EXERCISE PROMPT: Repeat all the records exactly, omitting pictures.

======== ENTRIES PROVIDED ========

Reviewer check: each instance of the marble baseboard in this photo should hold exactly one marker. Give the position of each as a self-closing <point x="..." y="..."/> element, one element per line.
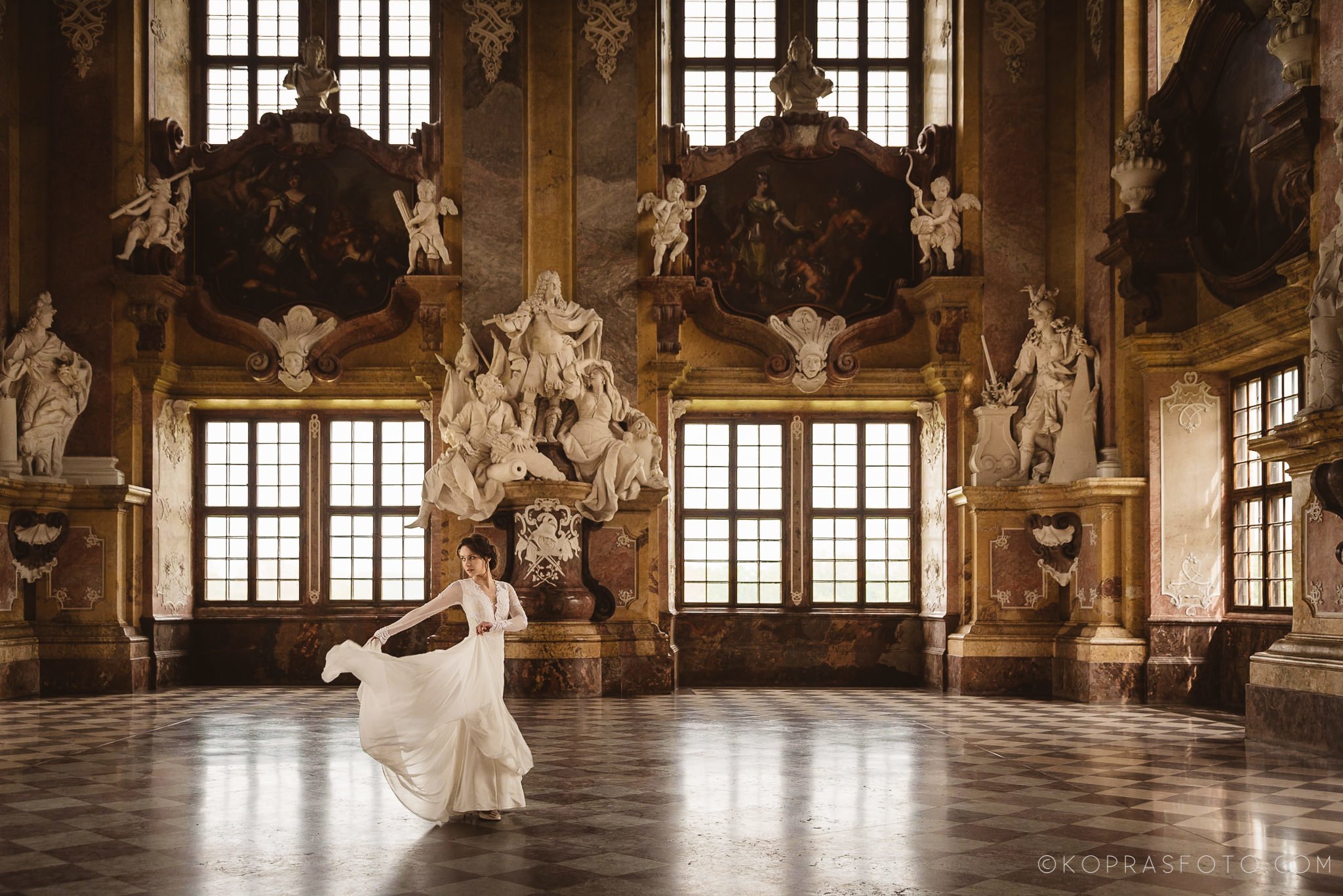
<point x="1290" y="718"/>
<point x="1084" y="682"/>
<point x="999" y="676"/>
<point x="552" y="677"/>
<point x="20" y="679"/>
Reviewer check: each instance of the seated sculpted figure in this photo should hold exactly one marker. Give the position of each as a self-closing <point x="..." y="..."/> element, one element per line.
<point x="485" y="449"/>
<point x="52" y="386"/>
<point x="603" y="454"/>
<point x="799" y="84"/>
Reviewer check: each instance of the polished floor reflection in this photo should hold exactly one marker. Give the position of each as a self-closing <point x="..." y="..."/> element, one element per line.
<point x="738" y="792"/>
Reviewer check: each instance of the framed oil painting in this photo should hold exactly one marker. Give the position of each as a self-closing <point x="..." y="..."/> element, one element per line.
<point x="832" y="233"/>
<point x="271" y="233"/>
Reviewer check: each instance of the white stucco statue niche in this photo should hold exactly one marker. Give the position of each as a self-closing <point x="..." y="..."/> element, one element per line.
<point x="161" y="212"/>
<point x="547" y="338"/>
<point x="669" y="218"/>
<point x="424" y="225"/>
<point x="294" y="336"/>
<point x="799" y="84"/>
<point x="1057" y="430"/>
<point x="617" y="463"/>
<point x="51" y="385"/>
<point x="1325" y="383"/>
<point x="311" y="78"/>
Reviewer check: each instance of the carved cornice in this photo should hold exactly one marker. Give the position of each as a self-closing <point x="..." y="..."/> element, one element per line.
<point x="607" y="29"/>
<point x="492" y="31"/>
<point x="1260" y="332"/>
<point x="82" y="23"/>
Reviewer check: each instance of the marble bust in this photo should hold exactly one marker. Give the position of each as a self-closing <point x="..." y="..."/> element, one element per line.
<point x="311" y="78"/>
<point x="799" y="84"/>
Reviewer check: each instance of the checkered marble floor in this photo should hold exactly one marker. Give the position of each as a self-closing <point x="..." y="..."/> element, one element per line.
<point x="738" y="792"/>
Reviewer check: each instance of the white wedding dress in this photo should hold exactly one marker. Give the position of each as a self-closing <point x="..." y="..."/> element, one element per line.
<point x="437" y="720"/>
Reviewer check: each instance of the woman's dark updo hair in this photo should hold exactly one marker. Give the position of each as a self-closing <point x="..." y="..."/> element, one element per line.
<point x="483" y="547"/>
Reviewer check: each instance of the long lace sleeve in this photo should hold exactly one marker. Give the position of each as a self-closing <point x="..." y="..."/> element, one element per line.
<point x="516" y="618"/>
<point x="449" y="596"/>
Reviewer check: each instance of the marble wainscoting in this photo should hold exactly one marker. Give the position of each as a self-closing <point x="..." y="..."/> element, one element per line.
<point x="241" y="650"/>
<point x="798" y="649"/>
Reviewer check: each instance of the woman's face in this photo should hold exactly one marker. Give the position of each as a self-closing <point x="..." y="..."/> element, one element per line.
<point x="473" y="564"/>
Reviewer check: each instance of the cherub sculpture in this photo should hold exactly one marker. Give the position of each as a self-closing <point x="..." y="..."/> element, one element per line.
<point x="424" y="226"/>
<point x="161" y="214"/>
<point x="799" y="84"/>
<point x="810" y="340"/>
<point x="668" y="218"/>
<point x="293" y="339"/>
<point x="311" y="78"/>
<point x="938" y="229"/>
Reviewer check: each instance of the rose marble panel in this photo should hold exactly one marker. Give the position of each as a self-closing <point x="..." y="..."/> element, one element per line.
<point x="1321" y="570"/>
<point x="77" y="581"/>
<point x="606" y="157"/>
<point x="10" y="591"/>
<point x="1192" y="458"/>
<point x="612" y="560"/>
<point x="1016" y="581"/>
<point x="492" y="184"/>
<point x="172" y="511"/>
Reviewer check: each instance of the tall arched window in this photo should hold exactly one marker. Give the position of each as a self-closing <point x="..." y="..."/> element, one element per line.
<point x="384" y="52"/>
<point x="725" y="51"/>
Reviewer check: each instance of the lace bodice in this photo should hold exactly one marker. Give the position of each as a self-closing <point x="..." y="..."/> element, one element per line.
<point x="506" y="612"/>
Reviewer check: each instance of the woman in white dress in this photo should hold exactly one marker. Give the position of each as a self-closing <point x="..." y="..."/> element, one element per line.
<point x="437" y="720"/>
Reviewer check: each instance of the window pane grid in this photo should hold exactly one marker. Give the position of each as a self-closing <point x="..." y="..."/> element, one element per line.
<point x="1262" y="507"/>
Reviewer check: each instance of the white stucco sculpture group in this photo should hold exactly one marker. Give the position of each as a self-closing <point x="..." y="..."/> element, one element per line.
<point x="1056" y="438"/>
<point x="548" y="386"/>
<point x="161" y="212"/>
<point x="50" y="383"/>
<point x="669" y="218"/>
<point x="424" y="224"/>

========

FULL SOLUTION:
Reviewer check: each instance of the marble baseboard in this photo should hold exactly one marker. Give the position of each as a self-closing <point x="..." y="..."/> element, one element per line.
<point x="1290" y="718"/>
<point x="1084" y="682"/>
<point x="999" y="676"/>
<point x="552" y="677"/>
<point x="20" y="679"/>
Reviewer check: each instance of the seated sculpted figure in this photo should hold exactly one marker. Give the position of each as a self-closing <point x="..." y="..."/> element, one element per line.
<point x="485" y="449"/>
<point x="52" y="386"/>
<point x="603" y="454"/>
<point x="799" y="84"/>
Reviewer check: each instance of the polished floor reflection in this photo should hold exactly one marker. Give the position of each as a self-closing <point x="..." y="..."/> element, one element per line.
<point x="738" y="792"/>
Reviewer check: each instance of the framed oil painting in this photo should hold exactly one marker. Give the position of each as a self-closing <point x="..." y="..."/> element, one element per line.
<point x="832" y="233"/>
<point x="271" y="233"/>
Reviewer check: each instance of the white stucco statue niche in this photo should hold exactly one marker. Give the position of each as a self-closing <point x="..." y="..."/> element, one element per line.
<point x="161" y="212"/>
<point x="547" y="338"/>
<point x="669" y="218"/>
<point x="424" y="225"/>
<point x="294" y="336"/>
<point x="799" y="84"/>
<point x="1057" y="430"/>
<point x="617" y="463"/>
<point x="51" y="385"/>
<point x="1325" y="383"/>
<point x="311" y="78"/>
Reviewer check: each instance of the carved cornice in this photo should hold exactly one marker. Give the position of each as a self-closing <point x="..." y="..."/> element, one element per line.
<point x="607" y="29"/>
<point x="492" y="31"/>
<point x="1260" y="332"/>
<point x="82" y="23"/>
Reviewer check: each instance of the marble bust in this photo should hold exactly one marker. Give the position of each as a self-closing <point x="..." y="..."/> element, one element per line.
<point x="311" y="78"/>
<point x="799" y="84"/>
Reviewer check: each instance of the checkered marble floor in this photo should hold exactly one marker. Give the position of each as a self-closing <point x="..." y="..."/> element, one element per line.
<point x="738" y="792"/>
Reviewer check: each instance of the white wedding dress in this photo should hold exactly one marker. Give the position of each as a self-closing <point x="..." y="..."/> element, one element per line.
<point x="437" y="720"/>
Reviewer check: each instance of the woman's dark updo hair in this photo should hold exactly one marker. Give the position of each as a self-closing <point x="..." y="..."/> element, one element per line.
<point x="483" y="547"/>
Reviewer check: each instance of the long lace sleeve in this photo should hold exactly one marker. Give the position of each as a self-closing <point x="..." y="..."/> element, one element per line.
<point x="516" y="618"/>
<point x="449" y="596"/>
Reviewer check: each instance of the marble wainscoting in this photo should hold exactly one marker. Give the position of each as a self-closing <point x="..." y="..."/> element, one element per line.
<point x="241" y="650"/>
<point x="798" y="649"/>
Reviewer check: each instance of the woman's face in this photo should hold exactly one marker. Give the position of each as a self-closing <point x="..." y="..."/> element, one element per line.
<point x="473" y="564"/>
Reviewer check: each instance of the cherub sculpture in this photo should hold exactly one marker. Give the position of each as a self-closing <point x="..." y="..."/> element, one element per line.
<point x="424" y="226"/>
<point x="161" y="214"/>
<point x="799" y="84"/>
<point x="810" y="340"/>
<point x="668" y="218"/>
<point x="293" y="339"/>
<point x="311" y="78"/>
<point x="938" y="229"/>
Reviewer check: each instance of the rose marble panel in this photo should hold exactly one marker. Give the position of each as a self-closing <point x="..." y="..."/> element, one element per line.
<point x="1321" y="570"/>
<point x="77" y="581"/>
<point x="606" y="157"/>
<point x="10" y="591"/>
<point x="1192" y="458"/>
<point x="612" y="560"/>
<point x="1016" y="581"/>
<point x="492" y="184"/>
<point x="172" y="511"/>
Reviewer check: each instance of the tall arched window in this photo should hold exactly one marker. Give the position of each as a self-closing <point x="..." y="..."/> element, one element per line.
<point x="384" y="52"/>
<point x="725" y="51"/>
Reviewer check: each instance of the lace bodice in this photo should hold exactly one marker. Give the position of each as a self-closing <point x="..." y="..."/> element, one element per line.
<point x="506" y="612"/>
Reviewer check: each instance of the woman in white dress in this photo should hold exactly one marker. Give the position of each as a self-closing <point x="..." y="..."/> element, one element per line.
<point x="437" y="720"/>
Reviewer check: each instance of the window pane grid in this photo should hold exactly one marker. Give the position of each as a self-closing <point x="..." y="..."/> element, one element per line.
<point x="1262" y="507"/>
Reviewer check: each instance of the white stucco sculpture group in this photo should hold exactly one marker. Give the position of each as a self-closing <point x="..." y="..."/> element, one element per line.
<point x="1056" y="438"/>
<point x="548" y="386"/>
<point x="161" y="212"/>
<point x="50" y="383"/>
<point x="669" y="218"/>
<point x="424" y="224"/>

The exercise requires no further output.